__练习要求__:
• A. 把题解里以“通过打表不难发现在”开头的那段改成简短列表，保留每个模数和对应的循环节长度。
• B. 列出题解代码中出现在“using namespace std;”之前的全部预处理指令。
• C. 请把题解中从“for(int j = 0; j < 2; j ++) a[i][j]”到“k = 0; k < 2; k ++)”之间的文字原样抄写下来，首尾两处都包括在内。

__所给原文__:
== == ==

[C++知识库]CF193E Fibonacci Number

https://www.luogu.com.cn/problem/CF193E

属实是知识盲区了

通过打表不难发现在
膜$10^4$下循环节是$1.5\times 10^4$
膜$10^5$下循环节是$1.5\times 10^5$
膜$10^6$下循环节是$1.5\times 10^6$
膜$10^7$下循环节是$1.5\times 10^7$

以此类推类推，后面$\mathrm{m}\mathrm{o}\mathrm{d}10^i$循环节是$1.5\times 10^i$

这相当于是保留了后$i$位

容易得到
如果$fib(x)\mathrm{m}\mathrm{o}\mathrm{d}10^i=n\mathrm{m}\mathrm{o}\mathrm{d}10^i$
一定是由$\mathrm{m}\mathrm{o}\mathrm{d}10^{i?1}$相等的那批加上$k\times$循环节长度得到的

于是可以先处理$10^5$以内的，然后往后推即可

code:

#include<bits/stdc++.h>
#define N 2000050
#define ll long long
using namespace std;
ll mod;
// ll mul(ll a, ll b) {
//     ll d = (long double) a / mod * b + 0.5;
//     ll r = a * b - d * mod;
//     return r < 0 ? r + mod : r;
// }
ll mul(ll x, ll y) {
    ll ret = 0; 
    for(; y; y >>= 1ll) {
        if(y & 1) ret = (ret + x) % mod;
        x = (x + x) % mod;
       // printf("%lld %lld\n", x, y);
    }
    //printf("%lld %lld %lld\n", x, y, ret);
    return ret;
}
struct MT {
    ll a[2][2];
    void init() {
        for(int i = 0; i < 2; i ++)
            for(int j = 0; j < 2; j ++) a[i][j] = (i == j);
    }
    MT operator * (const MT& o) const {
        MT c;
        for(int i = 0; i < 2; i ++)
            for(int j = 0; j < 2; j ++) {
                c.a[i][j] = 0;
                for(int  k = 0; k < 2; k ++)

== == ==

(照片物体指认记录)
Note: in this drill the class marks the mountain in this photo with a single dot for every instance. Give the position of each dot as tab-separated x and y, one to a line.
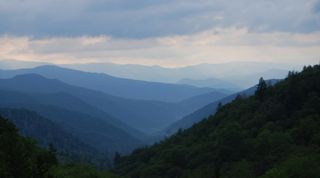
46	132
93	131
274	133
212	82
21	157
240	74
16	64
126	88
206	111
144	115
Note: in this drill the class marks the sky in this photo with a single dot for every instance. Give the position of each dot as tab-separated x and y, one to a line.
168	33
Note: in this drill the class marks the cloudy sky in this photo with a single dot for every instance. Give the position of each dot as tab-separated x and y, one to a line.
163	32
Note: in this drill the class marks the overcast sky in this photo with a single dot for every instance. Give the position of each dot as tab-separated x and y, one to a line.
163	32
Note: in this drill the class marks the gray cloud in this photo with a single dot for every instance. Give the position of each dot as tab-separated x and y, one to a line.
145	18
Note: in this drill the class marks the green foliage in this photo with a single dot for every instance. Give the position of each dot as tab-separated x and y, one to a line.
78	171
273	134
20	157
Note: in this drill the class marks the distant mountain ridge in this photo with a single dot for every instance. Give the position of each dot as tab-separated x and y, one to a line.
210	109
46	132
126	88
136	113
241	74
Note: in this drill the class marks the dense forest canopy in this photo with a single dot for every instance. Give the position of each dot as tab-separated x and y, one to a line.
20	157
275	133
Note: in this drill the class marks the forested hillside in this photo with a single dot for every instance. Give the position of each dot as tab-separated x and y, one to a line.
48	133
20	157
273	134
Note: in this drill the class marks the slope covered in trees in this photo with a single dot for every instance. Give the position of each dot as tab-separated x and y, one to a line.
275	133
20	157
46	133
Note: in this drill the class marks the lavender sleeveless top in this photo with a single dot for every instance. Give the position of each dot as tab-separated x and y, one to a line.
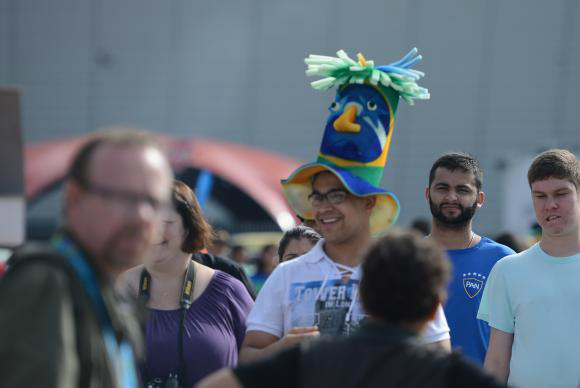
214	329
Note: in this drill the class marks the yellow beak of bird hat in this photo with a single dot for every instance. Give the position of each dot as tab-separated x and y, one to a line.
358	131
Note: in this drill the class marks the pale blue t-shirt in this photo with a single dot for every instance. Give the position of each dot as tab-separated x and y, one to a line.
537	298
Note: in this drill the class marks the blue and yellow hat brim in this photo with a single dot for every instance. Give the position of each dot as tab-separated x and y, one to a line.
298	187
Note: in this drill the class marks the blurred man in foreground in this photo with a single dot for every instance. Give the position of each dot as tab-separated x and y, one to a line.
60	322
404	279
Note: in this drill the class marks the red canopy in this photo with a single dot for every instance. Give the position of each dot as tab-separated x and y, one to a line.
255	172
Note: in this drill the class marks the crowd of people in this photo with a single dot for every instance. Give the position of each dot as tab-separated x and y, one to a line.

== == ==

__完整解答__:
• A.
打表得到的循环节长度：
- 10^4：1.5×10^4
- 10^5：1.5×10^5
- 10^6：1.5×10^6
- 10^7：1.5×10^7

• B.
- #include<bits/stdc++.h>
- #define N 2000050
- #define ll long long

• C.
for(int j = 0; j < 2; j ++) a[i][j] = (i == j);
    }
    MT operator * (const MT& o) const {
        MT c;
        for(int i = 0; i < 2; i ++)
            for(int j = 0; j < 2; j ++) {
                c.a[i][j] = 0;
                for(int  k = 0; k < 2; k ++)